- [Stored data entries]

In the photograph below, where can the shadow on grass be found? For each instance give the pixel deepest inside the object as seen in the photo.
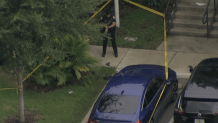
(57, 106)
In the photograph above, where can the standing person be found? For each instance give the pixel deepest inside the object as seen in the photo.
(110, 22)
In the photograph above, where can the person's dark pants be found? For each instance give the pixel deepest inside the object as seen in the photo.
(112, 35)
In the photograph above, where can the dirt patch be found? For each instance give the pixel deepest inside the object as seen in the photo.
(30, 117)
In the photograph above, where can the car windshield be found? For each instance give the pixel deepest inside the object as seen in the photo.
(205, 107)
(206, 76)
(118, 104)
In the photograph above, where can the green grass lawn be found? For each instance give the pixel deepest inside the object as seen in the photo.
(144, 25)
(57, 106)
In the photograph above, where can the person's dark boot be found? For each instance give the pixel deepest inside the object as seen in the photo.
(103, 55)
(116, 55)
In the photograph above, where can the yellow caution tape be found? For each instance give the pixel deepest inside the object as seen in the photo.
(157, 103)
(98, 11)
(166, 67)
(146, 8)
(165, 50)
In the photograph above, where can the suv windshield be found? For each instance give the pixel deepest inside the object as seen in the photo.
(118, 104)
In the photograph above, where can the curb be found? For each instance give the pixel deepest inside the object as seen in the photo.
(183, 75)
(171, 120)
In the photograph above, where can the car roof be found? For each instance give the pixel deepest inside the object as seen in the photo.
(204, 80)
(128, 84)
(133, 79)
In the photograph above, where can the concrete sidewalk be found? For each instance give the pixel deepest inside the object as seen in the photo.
(182, 52)
(177, 60)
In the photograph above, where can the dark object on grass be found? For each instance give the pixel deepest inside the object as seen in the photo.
(108, 64)
(107, 77)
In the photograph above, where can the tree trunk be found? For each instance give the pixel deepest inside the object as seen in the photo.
(21, 100)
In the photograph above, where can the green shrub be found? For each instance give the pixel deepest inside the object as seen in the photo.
(76, 61)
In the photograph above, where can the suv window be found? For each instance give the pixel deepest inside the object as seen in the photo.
(118, 104)
(152, 89)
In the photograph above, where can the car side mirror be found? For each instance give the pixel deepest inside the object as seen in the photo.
(167, 82)
(191, 69)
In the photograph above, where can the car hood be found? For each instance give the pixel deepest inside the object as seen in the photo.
(195, 90)
(113, 118)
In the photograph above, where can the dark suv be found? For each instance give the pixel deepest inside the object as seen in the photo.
(198, 102)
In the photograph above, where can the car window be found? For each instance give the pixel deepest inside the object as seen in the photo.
(151, 91)
(118, 104)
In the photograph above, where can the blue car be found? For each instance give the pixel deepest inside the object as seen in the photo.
(131, 95)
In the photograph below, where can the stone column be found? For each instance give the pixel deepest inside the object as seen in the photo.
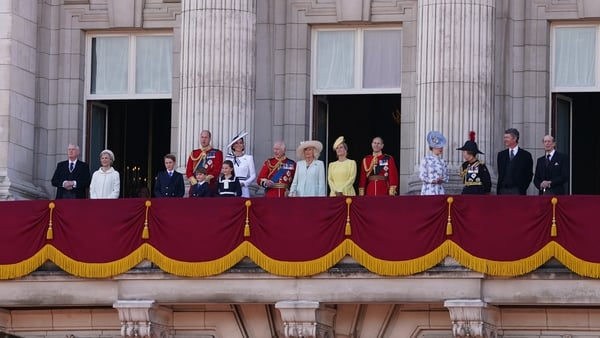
(306, 319)
(18, 66)
(455, 75)
(144, 318)
(472, 318)
(217, 71)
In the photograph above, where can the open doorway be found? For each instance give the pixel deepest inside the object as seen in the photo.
(575, 117)
(139, 134)
(359, 118)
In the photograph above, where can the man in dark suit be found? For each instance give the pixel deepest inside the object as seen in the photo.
(169, 183)
(551, 170)
(71, 177)
(515, 166)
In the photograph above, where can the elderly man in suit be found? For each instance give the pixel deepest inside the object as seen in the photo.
(551, 170)
(71, 177)
(515, 166)
(169, 183)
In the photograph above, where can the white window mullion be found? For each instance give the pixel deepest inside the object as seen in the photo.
(358, 56)
(131, 73)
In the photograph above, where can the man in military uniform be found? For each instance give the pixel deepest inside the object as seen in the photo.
(378, 173)
(206, 157)
(277, 173)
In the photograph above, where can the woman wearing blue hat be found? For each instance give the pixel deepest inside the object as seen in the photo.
(434, 171)
(475, 174)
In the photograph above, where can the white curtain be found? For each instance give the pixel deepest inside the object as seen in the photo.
(575, 57)
(382, 58)
(109, 65)
(335, 60)
(154, 64)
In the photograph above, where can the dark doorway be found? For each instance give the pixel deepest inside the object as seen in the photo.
(139, 134)
(574, 122)
(359, 118)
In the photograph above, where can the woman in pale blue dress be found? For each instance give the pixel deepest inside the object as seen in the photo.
(434, 171)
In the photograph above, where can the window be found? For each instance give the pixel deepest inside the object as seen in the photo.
(357, 60)
(130, 66)
(574, 58)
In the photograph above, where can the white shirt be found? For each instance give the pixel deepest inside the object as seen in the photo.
(105, 184)
(309, 180)
(243, 166)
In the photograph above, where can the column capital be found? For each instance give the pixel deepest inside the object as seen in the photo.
(143, 318)
(306, 319)
(472, 318)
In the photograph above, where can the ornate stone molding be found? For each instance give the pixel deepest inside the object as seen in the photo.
(472, 318)
(143, 318)
(306, 319)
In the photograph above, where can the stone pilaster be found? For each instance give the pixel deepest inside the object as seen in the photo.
(144, 318)
(217, 71)
(455, 75)
(18, 65)
(472, 318)
(306, 319)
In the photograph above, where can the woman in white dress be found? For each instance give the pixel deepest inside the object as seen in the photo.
(243, 164)
(106, 182)
(434, 171)
(309, 179)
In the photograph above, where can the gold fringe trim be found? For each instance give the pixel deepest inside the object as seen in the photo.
(50, 231)
(397, 268)
(96, 270)
(25, 267)
(297, 269)
(502, 268)
(348, 229)
(197, 269)
(553, 229)
(450, 200)
(146, 232)
(248, 203)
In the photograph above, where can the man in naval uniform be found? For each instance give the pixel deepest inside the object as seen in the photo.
(378, 173)
(206, 157)
(277, 173)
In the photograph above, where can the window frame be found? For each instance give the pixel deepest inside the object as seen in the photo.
(358, 61)
(131, 66)
(553, 45)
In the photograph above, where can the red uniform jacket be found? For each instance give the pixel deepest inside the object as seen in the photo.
(281, 172)
(378, 176)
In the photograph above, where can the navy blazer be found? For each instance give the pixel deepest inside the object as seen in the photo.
(80, 174)
(556, 171)
(522, 170)
(169, 186)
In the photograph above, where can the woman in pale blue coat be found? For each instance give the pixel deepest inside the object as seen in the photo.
(309, 179)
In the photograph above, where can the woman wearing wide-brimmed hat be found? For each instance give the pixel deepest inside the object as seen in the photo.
(341, 173)
(106, 182)
(433, 170)
(243, 164)
(475, 174)
(309, 179)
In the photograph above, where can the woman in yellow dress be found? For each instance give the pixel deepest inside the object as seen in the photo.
(341, 173)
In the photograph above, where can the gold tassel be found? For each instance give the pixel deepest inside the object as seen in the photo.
(553, 229)
(50, 231)
(449, 225)
(146, 231)
(248, 203)
(348, 231)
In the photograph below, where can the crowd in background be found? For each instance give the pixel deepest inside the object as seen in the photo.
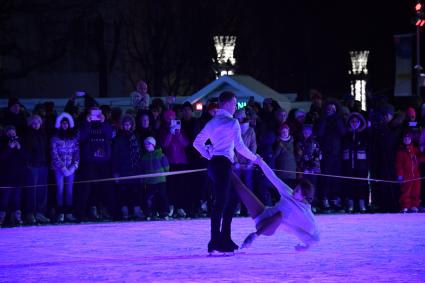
(45, 157)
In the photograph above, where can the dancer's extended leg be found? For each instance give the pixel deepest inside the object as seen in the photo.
(254, 206)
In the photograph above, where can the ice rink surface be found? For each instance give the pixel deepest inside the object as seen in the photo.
(353, 248)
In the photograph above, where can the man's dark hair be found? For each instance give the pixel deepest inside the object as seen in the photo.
(188, 104)
(225, 96)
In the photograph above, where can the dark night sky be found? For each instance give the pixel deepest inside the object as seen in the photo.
(292, 46)
(298, 45)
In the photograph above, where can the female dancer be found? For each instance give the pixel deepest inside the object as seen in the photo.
(293, 211)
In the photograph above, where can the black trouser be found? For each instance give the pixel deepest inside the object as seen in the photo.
(129, 194)
(94, 193)
(329, 188)
(156, 199)
(36, 197)
(224, 198)
(179, 190)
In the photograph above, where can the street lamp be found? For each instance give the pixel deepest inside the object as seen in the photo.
(225, 62)
(358, 73)
(419, 23)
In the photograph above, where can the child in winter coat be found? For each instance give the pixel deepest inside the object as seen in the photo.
(407, 168)
(155, 161)
(65, 152)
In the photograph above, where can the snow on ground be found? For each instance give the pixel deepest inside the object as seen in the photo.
(354, 248)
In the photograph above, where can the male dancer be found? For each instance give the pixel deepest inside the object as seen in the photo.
(224, 132)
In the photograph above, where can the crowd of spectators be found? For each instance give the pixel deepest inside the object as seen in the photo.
(46, 158)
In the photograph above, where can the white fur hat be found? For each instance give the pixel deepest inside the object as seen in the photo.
(150, 140)
(67, 116)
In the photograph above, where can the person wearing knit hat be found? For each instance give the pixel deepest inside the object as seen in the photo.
(150, 141)
(299, 113)
(34, 120)
(13, 101)
(240, 114)
(212, 108)
(65, 161)
(64, 116)
(126, 157)
(156, 198)
(355, 163)
(169, 115)
(411, 113)
(129, 120)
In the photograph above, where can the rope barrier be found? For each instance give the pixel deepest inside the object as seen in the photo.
(164, 174)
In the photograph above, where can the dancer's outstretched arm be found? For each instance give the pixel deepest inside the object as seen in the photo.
(283, 188)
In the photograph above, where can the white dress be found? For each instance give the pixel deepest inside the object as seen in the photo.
(298, 219)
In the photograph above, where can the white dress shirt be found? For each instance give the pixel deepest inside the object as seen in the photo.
(225, 134)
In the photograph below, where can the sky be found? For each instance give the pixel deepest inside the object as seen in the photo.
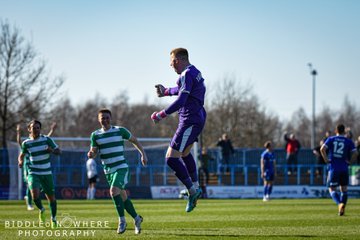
(107, 47)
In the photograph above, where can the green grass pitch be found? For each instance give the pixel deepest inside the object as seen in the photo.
(211, 219)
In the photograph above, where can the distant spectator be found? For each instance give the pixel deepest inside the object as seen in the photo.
(341, 152)
(268, 170)
(226, 150)
(203, 161)
(292, 148)
(320, 159)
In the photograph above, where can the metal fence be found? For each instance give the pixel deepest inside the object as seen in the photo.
(244, 168)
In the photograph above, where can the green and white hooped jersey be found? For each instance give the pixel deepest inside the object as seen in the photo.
(110, 144)
(38, 156)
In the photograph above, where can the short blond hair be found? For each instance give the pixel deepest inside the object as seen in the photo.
(180, 53)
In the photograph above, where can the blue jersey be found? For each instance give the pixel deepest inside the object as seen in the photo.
(269, 160)
(191, 94)
(340, 150)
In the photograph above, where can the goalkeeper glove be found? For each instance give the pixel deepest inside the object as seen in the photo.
(161, 90)
(157, 116)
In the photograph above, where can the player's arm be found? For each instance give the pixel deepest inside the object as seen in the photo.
(275, 168)
(323, 153)
(139, 147)
(92, 152)
(354, 156)
(52, 147)
(176, 105)
(262, 167)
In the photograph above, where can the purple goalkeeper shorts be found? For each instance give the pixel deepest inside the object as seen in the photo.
(185, 135)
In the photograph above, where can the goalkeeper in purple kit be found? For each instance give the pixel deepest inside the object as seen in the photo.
(190, 92)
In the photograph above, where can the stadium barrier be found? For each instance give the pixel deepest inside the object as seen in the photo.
(70, 172)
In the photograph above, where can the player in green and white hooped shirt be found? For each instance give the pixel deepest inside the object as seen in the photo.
(38, 148)
(108, 141)
(28, 197)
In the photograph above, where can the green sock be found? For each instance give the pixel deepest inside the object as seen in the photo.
(38, 203)
(53, 209)
(119, 205)
(28, 194)
(130, 208)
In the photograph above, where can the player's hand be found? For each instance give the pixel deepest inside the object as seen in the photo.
(157, 116)
(161, 91)
(91, 154)
(144, 160)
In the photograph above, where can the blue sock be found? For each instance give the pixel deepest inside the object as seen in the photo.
(343, 197)
(335, 196)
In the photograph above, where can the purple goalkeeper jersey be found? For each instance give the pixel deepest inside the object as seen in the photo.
(191, 93)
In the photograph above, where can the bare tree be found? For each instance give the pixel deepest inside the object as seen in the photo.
(25, 85)
(235, 110)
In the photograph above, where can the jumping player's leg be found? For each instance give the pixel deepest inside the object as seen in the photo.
(181, 172)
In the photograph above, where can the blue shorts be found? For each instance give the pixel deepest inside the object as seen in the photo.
(185, 135)
(269, 176)
(337, 178)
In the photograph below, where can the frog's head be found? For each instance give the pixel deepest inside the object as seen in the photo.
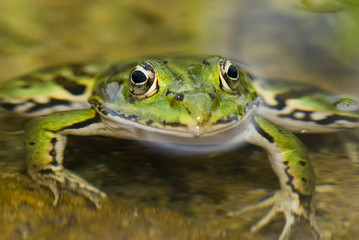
(186, 96)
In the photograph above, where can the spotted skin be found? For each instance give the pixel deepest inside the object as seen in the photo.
(192, 100)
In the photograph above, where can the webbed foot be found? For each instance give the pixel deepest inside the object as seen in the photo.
(63, 179)
(294, 208)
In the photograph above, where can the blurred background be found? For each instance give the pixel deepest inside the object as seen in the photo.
(304, 40)
(313, 41)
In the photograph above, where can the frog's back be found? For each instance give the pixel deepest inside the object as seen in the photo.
(53, 89)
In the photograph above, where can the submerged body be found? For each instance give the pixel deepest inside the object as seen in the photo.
(202, 102)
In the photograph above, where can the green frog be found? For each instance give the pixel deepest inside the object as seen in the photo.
(202, 102)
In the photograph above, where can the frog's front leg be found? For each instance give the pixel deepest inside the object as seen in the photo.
(45, 143)
(289, 160)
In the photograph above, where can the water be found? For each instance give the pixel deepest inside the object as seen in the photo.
(279, 39)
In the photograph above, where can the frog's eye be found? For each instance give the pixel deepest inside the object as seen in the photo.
(143, 81)
(229, 76)
(346, 104)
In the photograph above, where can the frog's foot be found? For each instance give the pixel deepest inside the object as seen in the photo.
(63, 179)
(294, 208)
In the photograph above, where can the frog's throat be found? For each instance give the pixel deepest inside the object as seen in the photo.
(201, 134)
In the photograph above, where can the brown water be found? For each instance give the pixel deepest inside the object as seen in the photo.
(280, 40)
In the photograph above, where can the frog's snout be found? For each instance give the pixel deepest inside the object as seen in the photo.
(199, 107)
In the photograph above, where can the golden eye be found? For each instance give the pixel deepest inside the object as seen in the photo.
(229, 76)
(143, 81)
(346, 104)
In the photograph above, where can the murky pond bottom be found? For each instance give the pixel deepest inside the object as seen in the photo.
(156, 194)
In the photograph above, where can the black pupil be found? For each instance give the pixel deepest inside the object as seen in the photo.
(138, 77)
(232, 72)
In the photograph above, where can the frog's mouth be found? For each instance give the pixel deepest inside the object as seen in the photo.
(224, 131)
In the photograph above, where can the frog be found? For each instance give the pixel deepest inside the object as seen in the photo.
(196, 101)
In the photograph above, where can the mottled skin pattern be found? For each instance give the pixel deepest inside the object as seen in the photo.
(176, 100)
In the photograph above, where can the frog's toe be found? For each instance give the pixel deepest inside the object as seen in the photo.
(293, 209)
(59, 180)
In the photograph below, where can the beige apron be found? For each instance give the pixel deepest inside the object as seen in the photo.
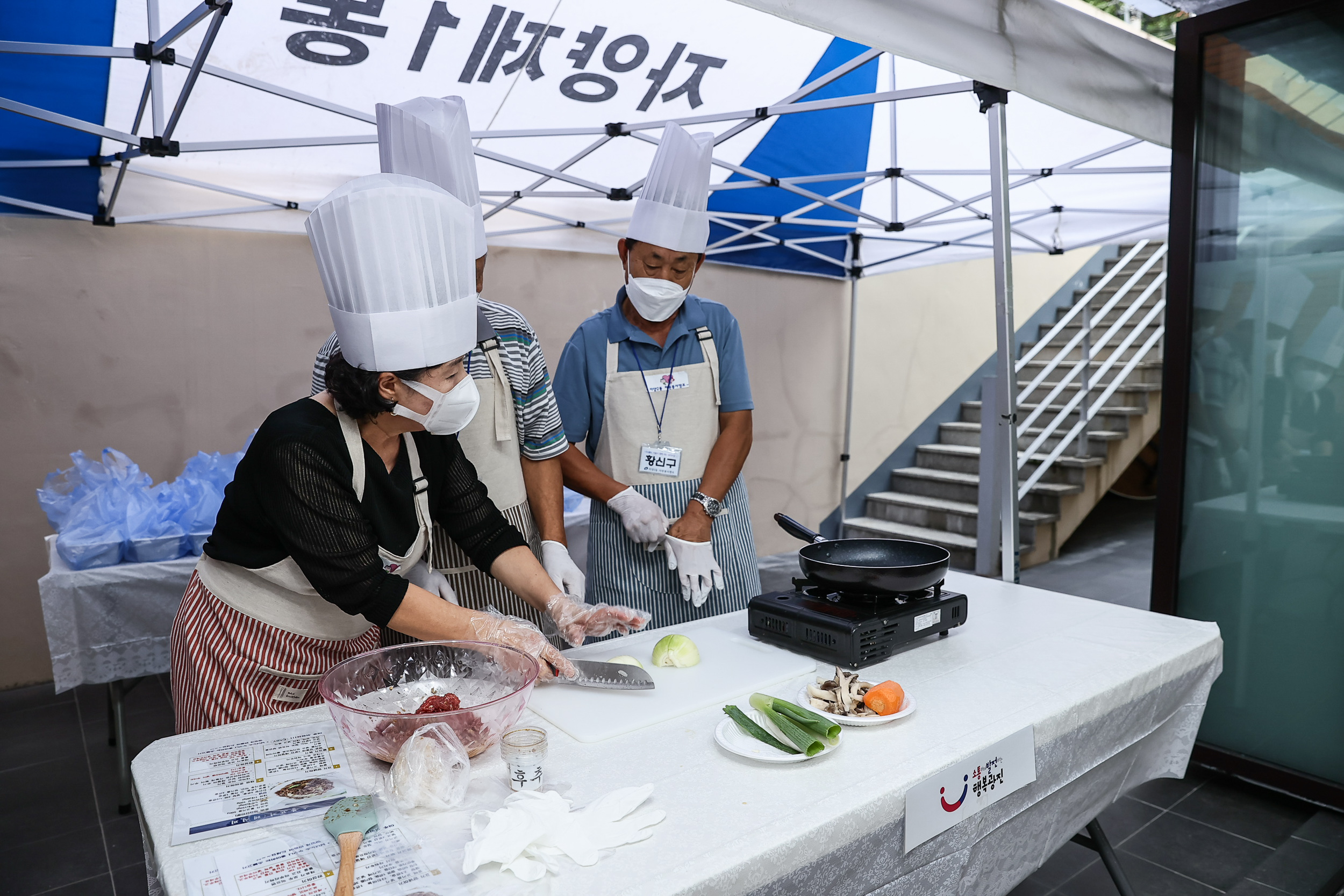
(283, 597)
(621, 571)
(491, 444)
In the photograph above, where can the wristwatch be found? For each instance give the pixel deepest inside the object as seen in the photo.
(713, 507)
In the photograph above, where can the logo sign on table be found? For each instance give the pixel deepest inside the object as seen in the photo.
(952, 795)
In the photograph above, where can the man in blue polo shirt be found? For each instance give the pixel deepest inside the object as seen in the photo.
(656, 389)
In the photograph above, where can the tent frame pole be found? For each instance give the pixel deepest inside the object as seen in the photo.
(855, 272)
(993, 103)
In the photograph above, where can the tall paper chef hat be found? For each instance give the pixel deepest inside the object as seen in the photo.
(397, 261)
(431, 139)
(673, 209)
(1326, 345)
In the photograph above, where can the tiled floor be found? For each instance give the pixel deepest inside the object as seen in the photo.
(62, 836)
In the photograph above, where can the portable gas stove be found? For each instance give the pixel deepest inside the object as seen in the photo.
(851, 630)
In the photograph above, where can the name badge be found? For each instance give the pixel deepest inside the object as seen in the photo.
(666, 382)
(660, 458)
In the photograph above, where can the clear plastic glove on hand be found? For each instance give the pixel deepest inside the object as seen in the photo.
(519, 633)
(432, 580)
(695, 569)
(644, 520)
(576, 621)
(561, 567)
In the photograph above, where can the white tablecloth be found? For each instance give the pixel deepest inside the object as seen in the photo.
(1114, 695)
(112, 622)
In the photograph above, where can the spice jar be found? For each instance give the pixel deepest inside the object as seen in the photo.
(525, 752)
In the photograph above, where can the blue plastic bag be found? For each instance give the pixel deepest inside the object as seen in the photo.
(154, 524)
(60, 492)
(95, 532)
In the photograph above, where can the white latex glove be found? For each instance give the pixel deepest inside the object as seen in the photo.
(644, 520)
(695, 567)
(432, 580)
(561, 567)
(576, 621)
(519, 633)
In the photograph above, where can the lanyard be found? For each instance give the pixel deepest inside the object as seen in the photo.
(657, 418)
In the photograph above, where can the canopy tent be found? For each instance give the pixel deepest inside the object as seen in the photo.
(283, 113)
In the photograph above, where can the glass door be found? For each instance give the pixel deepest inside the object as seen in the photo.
(1261, 536)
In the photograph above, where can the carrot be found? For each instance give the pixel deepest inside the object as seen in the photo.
(885, 699)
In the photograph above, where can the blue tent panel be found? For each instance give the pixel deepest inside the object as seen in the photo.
(811, 143)
(69, 85)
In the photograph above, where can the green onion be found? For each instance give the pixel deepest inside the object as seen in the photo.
(804, 739)
(754, 730)
(808, 719)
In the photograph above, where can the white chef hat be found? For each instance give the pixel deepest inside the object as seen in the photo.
(673, 209)
(431, 139)
(1326, 345)
(1288, 289)
(396, 256)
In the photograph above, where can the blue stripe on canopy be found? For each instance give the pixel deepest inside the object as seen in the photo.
(69, 85)
(810, 143)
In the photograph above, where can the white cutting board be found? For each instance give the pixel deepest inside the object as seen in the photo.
(730, 665)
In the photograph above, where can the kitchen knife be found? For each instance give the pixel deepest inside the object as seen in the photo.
(614, 676)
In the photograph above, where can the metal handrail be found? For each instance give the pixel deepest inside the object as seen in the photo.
(1054, 331)
(1081, 304)
(1086, 362)
(1084, 418)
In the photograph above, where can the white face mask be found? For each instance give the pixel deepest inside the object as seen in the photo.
(449, 413)
(656, 300)
(1310, 381)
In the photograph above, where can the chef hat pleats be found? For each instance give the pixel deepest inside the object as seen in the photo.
(429, 138)
(1326, 345)
(673, 207)
(398, 265)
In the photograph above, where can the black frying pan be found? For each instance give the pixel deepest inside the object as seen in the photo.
(870, 566)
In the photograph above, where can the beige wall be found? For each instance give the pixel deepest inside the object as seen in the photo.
(166, 340)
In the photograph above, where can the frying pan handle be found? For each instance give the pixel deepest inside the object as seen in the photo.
(796, 528)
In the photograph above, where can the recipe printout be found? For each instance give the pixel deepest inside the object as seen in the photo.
(257, 779)
(304, 863)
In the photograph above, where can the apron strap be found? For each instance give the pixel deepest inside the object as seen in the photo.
(711, 355)
(355, 445)
(503, 390)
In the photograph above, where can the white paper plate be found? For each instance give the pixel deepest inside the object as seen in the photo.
(907, 706)
(733, 739)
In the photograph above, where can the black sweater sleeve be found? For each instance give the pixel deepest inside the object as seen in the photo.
(468, 515)
(321, 526)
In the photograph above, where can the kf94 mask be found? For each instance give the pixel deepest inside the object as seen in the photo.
(449, 413)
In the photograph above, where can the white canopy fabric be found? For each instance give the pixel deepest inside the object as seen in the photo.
(1069, 58)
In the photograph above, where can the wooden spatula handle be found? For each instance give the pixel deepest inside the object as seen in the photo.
(346, 873)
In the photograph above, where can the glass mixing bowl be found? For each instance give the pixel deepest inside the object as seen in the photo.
(374, 696)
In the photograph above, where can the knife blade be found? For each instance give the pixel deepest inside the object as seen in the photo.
(613, 676)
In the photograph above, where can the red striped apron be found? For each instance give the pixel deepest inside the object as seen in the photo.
(229, 666)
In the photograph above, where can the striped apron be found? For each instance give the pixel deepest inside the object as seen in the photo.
(254, 642)
(491, 444)
(621, 571)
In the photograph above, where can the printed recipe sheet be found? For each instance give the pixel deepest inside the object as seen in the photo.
(265, 778)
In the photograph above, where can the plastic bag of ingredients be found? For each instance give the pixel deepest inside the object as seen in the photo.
(432, 770)
(60, 492)
(95, 534)
(154, 524)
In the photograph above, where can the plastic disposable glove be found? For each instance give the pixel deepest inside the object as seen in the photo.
(695, 569)
(561, 567)
(644, 520)
(432, 580)
(519, 633)
(574, 620)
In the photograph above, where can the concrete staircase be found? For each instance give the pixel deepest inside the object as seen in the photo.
(936, 500)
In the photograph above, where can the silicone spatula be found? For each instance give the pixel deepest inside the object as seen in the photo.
(348, 821)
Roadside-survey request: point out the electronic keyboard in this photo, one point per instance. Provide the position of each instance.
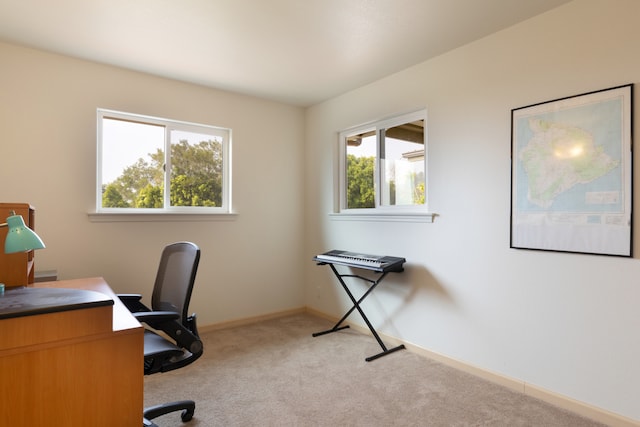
(359, 260)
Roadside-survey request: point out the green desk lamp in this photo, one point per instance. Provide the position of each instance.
(20, 238)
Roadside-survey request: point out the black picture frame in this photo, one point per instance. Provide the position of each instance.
(571, 174)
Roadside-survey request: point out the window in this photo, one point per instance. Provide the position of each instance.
(383, 166)
(153, 165)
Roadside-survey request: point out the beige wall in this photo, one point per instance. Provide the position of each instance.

- [TASK] Please leave out the pictures while you copy exactly the lines from the one containing "In the photograph above, where can the printed" through the end of the records.

- [RESULT OF THE EXERCISE]
In the photograph above, where can the printed recipe sheet be found? For each instance give the pixel deepest inside the object as seen in the photo.
(265, 778)
In the photograph above, where can the plastic bag of ingredients be found? For each instance give the pixel deepest inside the object as seen in the photo.
(432, 770)
(60, 492)
(95, 534)
(154, 524)
In the photograph above, where can the plastic disposable glove be found? For each instance give the pixel deepest inside the object as seen in the photo.
(695, 569)
(561, 567)
(644, 520)
(432, 580)
(519, 633)
(574, 620)
In the photograph above, where can the concrete staircase be found? For each instance give the pixel deepest inside the object as seen in the photo.
(936, 500)
In the photograph above, where can the silicone spatula be found? For each instance give the pixel deepest inside the object as seen in the photo.
(348, 821)
Roadside-survey request: point out the electronic keyboard in this photo, one point per instance. Provide the position of each instance.
(359, 260)
Roadside-survey request: point out the green desk lamp in this photo, one point per instance. Provide the position of each instance.
(20, 238)
Roadside-survey request: point out the black picture frame in this photo, one point per instance. Provide the position of each instance.
(571, 174)
Roadside-survey request: point out the window in this photo, one point per instance. Provide the position of each instance.
(383, 166)
(153, 165)
Roadside-survey request: point out the beige wall in this photo, one point per instance. Provide the position of each instance.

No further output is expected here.